GXRについての文章の「実質上異なるカメラを、同じ操作系で使用できる」から「型のシステムを組めそうです。」までを、「操作系」を「操作方法」に入れ替えて書き直してください。

- **抜粋**:
--

リコーから、皆がアッと驚くレンズ・センサー一体型カメラ「GXR」が発表されたわけですが、ここでちょっと冷静に、この方式のカメラが持つであろう利点と欠点を考えてみたいと思います。
まずは利点から。
実質上異なるカメラを、同じ操作系で使用できる
操作系の統一というのは、GR Digitalシリーズでリコーがかたくなに守ってきたことで、これがリコーのデジカメが支持される理由の1つですが、逆に言えば、これができていないメーカーがいかに多いかということの裏返しでもあります。下手をすれば、後継機であっても操作系がまったく変わってしまうこともしばしば。慣れの問題といってしまえばそれまでですが、操作系の異なるカメラを混在させて使うことは、撮影者に想像以上の負担をかけるものです。まぁ、これはレンズ交換式カメラ全般に言える利点の1つですね。
小型軽量なサイズを保ったまま、様々な撮影シーンに対応できる
これはレンズ・センサー一体型カメラならでは。例えば通常の一眼レフですと、超望遠撮影ともなれば、長大なレンズを装着した大掛かりなシステムにならざるをえませんが、このカメラの場合、理屈の上では小型のセンサーを採用することで、小型の超望遠撮影ユニットを作ることができます。もっともGXRの場合、通常のコンデジを上回る画質を実現することが要求されますので、そうむやみに小型のセンサーを採用するわけに行かないでしょうが、それでも通常の一眼レフよりは小型のシステムを組めそうです。
多種多様なユニットの展開が期待できる
発表の場でも触れられていたようですが、このシステムであれば、「フルサイズセンサー搭載ポートレート撮影ユニット」、「超ワイド/パンフォーカスマクロ撮影ユニット」、「超望遠/高感度天体撮影ユニット」、「超高速連写スポーツ撮影ユニット」、「防水防塵ユニット」などといった、様々な展開が考えられます。それどころか、理屈の上では撮像素子だけを乗せて他社のマウントをつけたマウントアダプター的なユニット(まずやらないでしょうけど)とか、撮影用ユニット以外の展開も考えられるわけで、やり方次第では魅力的な「総合画像処理プラットフォーム」になりうる可能性を秘めています。
一方、欠点はというと…
価格
なんといっても、買う側にとってこれが最も気になるところなのは間違いないでしょう。今回発表された本体とレンズユニットの価格ですが、店頭予想価格で本体が5万円前後、GR LENS A12 50mm F2.5 Macroが7万円前後、RICOH LENS S10 24-70mm F2.5-4.4 VCが4万円前後とのことなので、全部そろえると16万円あまりになります。一見高く思えますが、APS-Cのデジタル一眼のボディ+50mmマクロレンズと、1/1.7型採用の高級コンデジを買ったと思えば、そう価格は違いません。むしろ、よくこの価格に抑えたものだと思います。

--

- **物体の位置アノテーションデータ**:
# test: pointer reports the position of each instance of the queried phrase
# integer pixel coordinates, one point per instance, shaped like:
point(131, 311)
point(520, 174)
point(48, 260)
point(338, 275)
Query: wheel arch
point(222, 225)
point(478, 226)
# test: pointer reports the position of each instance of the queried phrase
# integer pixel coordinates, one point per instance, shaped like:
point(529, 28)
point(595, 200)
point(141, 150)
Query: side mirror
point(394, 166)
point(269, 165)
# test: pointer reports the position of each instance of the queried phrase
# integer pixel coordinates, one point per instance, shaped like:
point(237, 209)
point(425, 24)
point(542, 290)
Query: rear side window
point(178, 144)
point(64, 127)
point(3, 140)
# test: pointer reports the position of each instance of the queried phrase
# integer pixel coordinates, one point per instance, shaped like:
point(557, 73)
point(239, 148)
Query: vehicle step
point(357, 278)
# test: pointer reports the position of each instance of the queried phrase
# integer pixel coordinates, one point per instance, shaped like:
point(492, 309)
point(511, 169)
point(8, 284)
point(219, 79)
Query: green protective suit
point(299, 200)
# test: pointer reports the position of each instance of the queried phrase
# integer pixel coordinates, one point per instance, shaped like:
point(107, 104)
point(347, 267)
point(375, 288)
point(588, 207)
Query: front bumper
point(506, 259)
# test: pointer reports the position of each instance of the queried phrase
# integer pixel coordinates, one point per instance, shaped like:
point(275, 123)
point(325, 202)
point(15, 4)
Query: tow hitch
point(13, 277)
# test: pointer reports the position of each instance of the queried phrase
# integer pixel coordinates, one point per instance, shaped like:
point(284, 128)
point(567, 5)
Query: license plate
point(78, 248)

--

- **解答**:
実質上異なるカメラを、同じ操作方法で使用できる
操作方法の統一というのは、GR Digitalシリーズでリコーがかたくなに守ってきたことで、これがリコーのデジカメが支持される理由の1つですが、逆に言えば、これができていないメーカーがいかに多いかということの裏返しでもあります。下手をすれば、後継機であっても操作方法がまったく変わってしまうこともしばしば。慣れの問題といってしまえばそれまでですが、操作方法の異なるカメラを混在させて使うことは、撮影者に想像以上の負担をかけるものです。まぁ、これはレンズ交換式カメラ全般に言える利点の1つですね。
小型軽量なサイズを保ったまま、様々な撮影シーンに対応できる
これはレンズ・センサー一体型カメラならでは。例えば通常の一眼レフですと、超望遠撮影ともなれば、長大なレンズを装着した大掛かりなシステムにならざるをえませんが、このカメラの場合、理屈の上では小型のセンサーを採用することで、小型の超望遠撮影ユニットを作ることができます。もっともGXRの場合、通常のコンデジを上回る画質を実現することが要求されますので、そうむやみに小型のセンサーを採用するわけに行かないでしょうが、それでも通常の一眼レフよりは小型のシステムを組めそうです。